▶ [INSTRUCTIONS TO FOLLOW]
Rewrite the lines starting with the one containing "Automatic pre-labeling failed for bare" and ending with the one containing "[22,384,488,534]", both ends included. Reproduce each line, requests included, but multiply every bounding-box coordinate by 0.4 and round to the nearest whole number, with halves rounded up.

▶ [ITEMS]
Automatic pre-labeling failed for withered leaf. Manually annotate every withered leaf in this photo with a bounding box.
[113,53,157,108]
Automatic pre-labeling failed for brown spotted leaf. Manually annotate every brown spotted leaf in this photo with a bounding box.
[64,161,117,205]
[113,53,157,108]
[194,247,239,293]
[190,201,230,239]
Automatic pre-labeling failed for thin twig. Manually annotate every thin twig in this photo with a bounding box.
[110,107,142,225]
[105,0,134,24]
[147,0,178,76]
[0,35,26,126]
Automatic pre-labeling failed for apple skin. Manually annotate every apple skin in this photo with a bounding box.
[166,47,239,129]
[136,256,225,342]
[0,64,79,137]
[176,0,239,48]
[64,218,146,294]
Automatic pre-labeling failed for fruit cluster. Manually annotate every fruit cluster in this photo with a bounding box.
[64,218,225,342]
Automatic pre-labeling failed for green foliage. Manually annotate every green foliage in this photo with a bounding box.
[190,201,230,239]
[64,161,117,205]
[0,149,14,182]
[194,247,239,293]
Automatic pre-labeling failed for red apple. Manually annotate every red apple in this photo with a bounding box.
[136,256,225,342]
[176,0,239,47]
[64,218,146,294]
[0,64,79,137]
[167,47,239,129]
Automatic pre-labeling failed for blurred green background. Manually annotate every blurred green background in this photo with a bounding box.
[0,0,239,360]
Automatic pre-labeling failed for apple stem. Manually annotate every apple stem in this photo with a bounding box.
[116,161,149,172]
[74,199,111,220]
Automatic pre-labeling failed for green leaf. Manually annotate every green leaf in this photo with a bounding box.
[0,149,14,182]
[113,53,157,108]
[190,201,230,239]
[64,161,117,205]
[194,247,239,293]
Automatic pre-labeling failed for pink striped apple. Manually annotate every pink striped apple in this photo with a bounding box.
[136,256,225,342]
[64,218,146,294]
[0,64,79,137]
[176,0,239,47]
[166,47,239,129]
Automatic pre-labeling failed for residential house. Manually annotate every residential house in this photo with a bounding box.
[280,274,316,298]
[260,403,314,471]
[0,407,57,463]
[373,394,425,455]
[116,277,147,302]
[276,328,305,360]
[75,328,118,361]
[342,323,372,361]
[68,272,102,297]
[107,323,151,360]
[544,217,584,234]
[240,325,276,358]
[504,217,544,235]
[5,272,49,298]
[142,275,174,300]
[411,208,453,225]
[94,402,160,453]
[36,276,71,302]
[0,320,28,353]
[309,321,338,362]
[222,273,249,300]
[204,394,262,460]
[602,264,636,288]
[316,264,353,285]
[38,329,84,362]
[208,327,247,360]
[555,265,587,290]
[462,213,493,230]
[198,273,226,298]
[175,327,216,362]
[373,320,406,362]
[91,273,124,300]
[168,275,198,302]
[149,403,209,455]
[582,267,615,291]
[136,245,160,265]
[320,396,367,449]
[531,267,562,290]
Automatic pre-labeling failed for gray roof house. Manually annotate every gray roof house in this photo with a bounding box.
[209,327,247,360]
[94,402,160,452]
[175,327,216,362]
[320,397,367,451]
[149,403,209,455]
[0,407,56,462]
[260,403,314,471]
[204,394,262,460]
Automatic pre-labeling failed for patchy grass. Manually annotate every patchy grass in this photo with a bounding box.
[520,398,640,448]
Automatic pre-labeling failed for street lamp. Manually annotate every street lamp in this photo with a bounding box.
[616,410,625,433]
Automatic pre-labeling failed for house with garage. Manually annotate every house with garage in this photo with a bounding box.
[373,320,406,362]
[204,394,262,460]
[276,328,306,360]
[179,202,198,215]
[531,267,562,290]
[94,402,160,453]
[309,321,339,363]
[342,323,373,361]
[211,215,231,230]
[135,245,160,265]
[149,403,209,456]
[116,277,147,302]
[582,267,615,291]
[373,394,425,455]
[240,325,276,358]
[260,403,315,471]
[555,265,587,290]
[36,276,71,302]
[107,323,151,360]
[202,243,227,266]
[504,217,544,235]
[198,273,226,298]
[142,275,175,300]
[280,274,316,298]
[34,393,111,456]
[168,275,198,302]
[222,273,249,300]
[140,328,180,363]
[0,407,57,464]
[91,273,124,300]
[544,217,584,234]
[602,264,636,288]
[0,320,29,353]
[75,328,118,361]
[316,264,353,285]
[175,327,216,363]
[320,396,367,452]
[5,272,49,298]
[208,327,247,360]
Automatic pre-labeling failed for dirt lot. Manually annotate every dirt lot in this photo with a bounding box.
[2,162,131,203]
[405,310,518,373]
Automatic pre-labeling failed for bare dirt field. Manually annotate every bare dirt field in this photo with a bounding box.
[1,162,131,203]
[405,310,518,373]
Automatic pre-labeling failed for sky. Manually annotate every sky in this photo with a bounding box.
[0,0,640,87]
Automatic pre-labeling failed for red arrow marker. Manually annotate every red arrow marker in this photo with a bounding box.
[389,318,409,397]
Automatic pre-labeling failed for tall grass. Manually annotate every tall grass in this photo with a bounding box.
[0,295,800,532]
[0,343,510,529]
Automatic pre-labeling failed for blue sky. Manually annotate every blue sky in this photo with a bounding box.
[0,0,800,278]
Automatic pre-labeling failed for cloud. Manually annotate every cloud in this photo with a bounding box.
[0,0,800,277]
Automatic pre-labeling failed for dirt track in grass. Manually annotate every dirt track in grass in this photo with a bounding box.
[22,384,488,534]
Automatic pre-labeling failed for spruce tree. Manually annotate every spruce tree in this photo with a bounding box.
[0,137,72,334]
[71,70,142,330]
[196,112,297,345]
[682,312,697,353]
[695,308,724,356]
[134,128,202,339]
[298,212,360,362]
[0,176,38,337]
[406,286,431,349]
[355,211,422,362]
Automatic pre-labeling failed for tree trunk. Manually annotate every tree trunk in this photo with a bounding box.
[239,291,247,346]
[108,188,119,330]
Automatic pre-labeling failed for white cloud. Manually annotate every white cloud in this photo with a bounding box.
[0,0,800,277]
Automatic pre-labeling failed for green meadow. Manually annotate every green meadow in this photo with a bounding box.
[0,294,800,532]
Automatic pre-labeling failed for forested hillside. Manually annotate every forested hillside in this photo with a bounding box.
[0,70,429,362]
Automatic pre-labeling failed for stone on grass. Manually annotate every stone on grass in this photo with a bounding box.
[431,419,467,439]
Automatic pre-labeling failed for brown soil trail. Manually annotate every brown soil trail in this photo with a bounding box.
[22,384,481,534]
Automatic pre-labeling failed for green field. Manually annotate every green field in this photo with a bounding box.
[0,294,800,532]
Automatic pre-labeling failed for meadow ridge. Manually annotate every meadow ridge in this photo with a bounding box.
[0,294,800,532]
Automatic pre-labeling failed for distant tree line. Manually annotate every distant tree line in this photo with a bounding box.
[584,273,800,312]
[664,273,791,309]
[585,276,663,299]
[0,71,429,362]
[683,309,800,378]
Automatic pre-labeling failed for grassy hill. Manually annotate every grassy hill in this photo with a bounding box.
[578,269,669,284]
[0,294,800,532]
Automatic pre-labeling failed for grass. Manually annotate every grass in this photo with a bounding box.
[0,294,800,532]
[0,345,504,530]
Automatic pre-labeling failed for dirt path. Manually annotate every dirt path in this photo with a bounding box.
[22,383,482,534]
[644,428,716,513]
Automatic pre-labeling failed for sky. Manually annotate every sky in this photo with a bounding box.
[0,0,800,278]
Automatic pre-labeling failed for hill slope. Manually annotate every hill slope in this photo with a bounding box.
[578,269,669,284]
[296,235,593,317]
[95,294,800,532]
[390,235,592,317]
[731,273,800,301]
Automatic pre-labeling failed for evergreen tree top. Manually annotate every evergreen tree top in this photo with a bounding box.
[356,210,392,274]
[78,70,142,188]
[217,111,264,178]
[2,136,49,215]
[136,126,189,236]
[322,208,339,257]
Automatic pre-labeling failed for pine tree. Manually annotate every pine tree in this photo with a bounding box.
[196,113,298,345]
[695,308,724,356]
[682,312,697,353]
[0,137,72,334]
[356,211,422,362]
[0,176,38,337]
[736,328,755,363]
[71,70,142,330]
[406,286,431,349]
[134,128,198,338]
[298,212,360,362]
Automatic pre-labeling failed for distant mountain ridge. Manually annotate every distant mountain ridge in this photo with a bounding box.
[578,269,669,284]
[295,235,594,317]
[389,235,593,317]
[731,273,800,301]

▶ [THE RESULT]
Automatic pre-labeling failed for bare dirt field. Manually annotate every bare dirt field in this photo with a bounding box.
[0,65,52,81]
[162,124,207,149]
Automatic pre-labeling failed for sky. Manually annotate every sky in this photo with a bounding box.
[0,0,256,35]
Automatic pre-labeling failed for red arrow marker. Manually annotate every red arrow marker in this photo with a bounding box.
[156,127,164,159]
Automatic pre-labeling failed for tall grass. Manually annotate every tall grass in this photo with a bounding box.
[0,118,320,213]
[0,137,204,212]
Automatic pre-labeling failed for blue sky. Manually annotate every blue sky in this photo with a bounding box.
[0,0,320,111]
Automatic pre-labeling failed for cloud. Manually annotate every cloud in this photo with a bounding box.
[0,0,320,111]
Automatic pre-labeling failed for dirt track in grass. Manually annotate every dirt track in grass in this photo with a bounding box.
[9,154,195,214]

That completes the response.